Text -

=== Begin Enclosure ===

Unraveling tandem repeat variation in personal genomes with long reads

Davide Bolognini (University of Florence, Italy)

03/06/2021 10:30 - 12:00

Tandem repeats are repeated sequences that occur adjacent to each other in genomes. Due to their prevalence and their association with a number of genetic diseases in humans, there is a rising interest in developing tools for tandem repeat profiling. Genome-wide discovery approaches are needed to fully understand their roles in health and disease but resolving tandem repeat variation accurately remains a very challenging task. Indeed, while traditional mapping-based and assembly-based approaches using short-read data have severe limitations in the size and type of tandem repeats they can resolve, recent third-generation sequencing technologies provide the long reads required to broaden the scope of detectable tandem repeats but exhibit substantially higher sequencing error rates that complicates repeat resolution.

=== End Enclosure ===

Work instruction 1 -
Answer these from the text on tandem repeats:
(a) Which university is Davide Bolognini listed with?
(b) On what date and at what times is the session listed?
(c) What drawback of third-generation sequencing technologies does the text mention?
Work instruction 2 - Return the passage of the text on tandem repeats from "03/06/2021 10:30 - 12:00" up to and including "complicates repeat resolution.", copied word for word.

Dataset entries
=== Begin Enclosure ===

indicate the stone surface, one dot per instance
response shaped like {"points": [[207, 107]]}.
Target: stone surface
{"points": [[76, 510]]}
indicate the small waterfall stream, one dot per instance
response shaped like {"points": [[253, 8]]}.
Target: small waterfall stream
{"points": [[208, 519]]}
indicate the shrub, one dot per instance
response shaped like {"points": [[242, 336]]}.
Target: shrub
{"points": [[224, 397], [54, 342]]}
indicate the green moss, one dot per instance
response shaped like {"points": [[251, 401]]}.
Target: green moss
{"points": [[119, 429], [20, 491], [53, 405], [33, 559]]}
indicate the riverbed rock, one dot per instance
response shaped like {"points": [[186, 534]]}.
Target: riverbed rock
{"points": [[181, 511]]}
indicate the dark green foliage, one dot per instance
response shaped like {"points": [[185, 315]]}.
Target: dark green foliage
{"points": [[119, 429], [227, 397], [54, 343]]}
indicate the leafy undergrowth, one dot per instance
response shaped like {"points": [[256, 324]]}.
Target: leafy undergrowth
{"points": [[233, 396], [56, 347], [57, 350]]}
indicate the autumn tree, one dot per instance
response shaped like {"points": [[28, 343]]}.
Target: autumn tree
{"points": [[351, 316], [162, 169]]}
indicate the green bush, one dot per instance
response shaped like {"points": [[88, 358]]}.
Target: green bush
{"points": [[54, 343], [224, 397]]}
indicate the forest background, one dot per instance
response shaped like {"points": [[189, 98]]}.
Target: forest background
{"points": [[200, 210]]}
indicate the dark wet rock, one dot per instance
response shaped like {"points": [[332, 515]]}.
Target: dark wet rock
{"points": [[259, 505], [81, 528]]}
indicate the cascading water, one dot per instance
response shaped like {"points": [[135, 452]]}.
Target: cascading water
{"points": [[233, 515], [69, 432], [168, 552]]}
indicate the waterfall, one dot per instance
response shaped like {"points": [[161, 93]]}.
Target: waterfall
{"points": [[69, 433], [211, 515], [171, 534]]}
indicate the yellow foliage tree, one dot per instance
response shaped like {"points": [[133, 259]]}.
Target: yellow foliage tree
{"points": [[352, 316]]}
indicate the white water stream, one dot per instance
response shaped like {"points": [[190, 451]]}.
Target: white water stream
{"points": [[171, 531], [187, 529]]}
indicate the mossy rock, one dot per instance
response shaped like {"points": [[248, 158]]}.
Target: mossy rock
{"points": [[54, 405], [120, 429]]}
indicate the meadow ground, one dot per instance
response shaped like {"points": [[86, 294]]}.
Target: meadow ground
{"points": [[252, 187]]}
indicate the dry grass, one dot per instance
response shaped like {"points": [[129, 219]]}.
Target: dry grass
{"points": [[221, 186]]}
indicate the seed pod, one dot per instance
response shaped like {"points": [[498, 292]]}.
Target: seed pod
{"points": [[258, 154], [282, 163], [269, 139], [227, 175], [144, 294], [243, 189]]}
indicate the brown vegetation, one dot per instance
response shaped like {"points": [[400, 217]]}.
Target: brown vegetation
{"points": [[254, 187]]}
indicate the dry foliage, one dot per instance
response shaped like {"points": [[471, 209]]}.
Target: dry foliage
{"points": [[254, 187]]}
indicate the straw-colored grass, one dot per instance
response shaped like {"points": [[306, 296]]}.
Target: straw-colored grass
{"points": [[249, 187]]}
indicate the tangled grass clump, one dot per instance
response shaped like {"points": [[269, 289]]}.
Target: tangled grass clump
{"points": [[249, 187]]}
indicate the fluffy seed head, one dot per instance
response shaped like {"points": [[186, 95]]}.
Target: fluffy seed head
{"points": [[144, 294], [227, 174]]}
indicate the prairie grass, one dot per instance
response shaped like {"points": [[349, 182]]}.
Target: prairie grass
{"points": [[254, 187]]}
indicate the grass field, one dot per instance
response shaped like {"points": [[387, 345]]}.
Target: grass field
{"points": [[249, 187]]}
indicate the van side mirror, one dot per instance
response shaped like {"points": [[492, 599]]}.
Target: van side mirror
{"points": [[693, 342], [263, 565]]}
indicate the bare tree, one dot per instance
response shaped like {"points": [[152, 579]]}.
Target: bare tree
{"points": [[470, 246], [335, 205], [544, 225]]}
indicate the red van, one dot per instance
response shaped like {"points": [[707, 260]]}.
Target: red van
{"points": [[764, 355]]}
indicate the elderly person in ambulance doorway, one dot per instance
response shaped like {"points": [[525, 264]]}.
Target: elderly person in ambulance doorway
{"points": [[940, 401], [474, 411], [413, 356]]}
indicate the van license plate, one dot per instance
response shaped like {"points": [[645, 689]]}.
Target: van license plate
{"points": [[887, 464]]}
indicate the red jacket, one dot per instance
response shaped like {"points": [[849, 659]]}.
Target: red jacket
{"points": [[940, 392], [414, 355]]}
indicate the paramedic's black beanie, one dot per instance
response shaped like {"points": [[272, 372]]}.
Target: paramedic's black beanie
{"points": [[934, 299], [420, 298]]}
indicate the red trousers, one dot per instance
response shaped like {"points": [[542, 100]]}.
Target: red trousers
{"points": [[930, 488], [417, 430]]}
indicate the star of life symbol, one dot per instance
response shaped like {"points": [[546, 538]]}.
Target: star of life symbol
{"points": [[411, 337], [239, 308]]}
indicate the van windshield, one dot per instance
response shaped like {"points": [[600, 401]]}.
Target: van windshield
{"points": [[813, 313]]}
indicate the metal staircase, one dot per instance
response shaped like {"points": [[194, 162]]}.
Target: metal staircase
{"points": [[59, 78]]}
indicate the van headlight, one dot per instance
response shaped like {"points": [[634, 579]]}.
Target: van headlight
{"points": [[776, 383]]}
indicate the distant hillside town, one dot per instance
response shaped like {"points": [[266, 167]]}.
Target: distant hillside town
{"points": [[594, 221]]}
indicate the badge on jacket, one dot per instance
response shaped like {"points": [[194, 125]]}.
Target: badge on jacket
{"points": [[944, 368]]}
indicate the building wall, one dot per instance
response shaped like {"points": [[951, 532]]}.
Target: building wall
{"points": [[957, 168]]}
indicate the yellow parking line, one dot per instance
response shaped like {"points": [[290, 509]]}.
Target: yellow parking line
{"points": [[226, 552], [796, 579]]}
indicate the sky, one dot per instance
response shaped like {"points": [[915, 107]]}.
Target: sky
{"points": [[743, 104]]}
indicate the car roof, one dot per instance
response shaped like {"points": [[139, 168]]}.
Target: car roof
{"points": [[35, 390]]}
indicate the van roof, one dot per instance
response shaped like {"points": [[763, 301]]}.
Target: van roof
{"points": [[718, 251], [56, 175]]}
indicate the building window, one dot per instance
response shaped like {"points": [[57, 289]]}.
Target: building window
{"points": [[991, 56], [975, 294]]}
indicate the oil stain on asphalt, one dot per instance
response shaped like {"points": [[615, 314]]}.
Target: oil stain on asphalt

=== End Enclosure ===

Your response 1 -
(a) University of Florence, Italy.
(b) 03/06/2021, 10:30 - 12:00.
(c) They show substantially higher sequencing error rates, which complicate repeat resolution.

Your response 2 -
03/06/2021 10:30 - 12:00

Tandem repeats are repeated sequences that occur adjacent to each other in genomes. Due to their prevalence and their association with a number of genetic diseases in humans, there is a rising interest in developing tools for tandem repeat profiling. Genome-wide discovery approaches are needed to fully understand their roles in health and disease but resolving tandem repeat variation accurately remains a very challenging task. Indeed, while traditional mapping-based and assembly-based approaches using short-read data have severe limitations in the size and type of tandem repeats they can resolve, recent third-generation sequencing technologies provide the long reads required to broaden the scope of detectable tandem repeats but exhibit substantially higher sequencing error rates that complicates repeat resolution.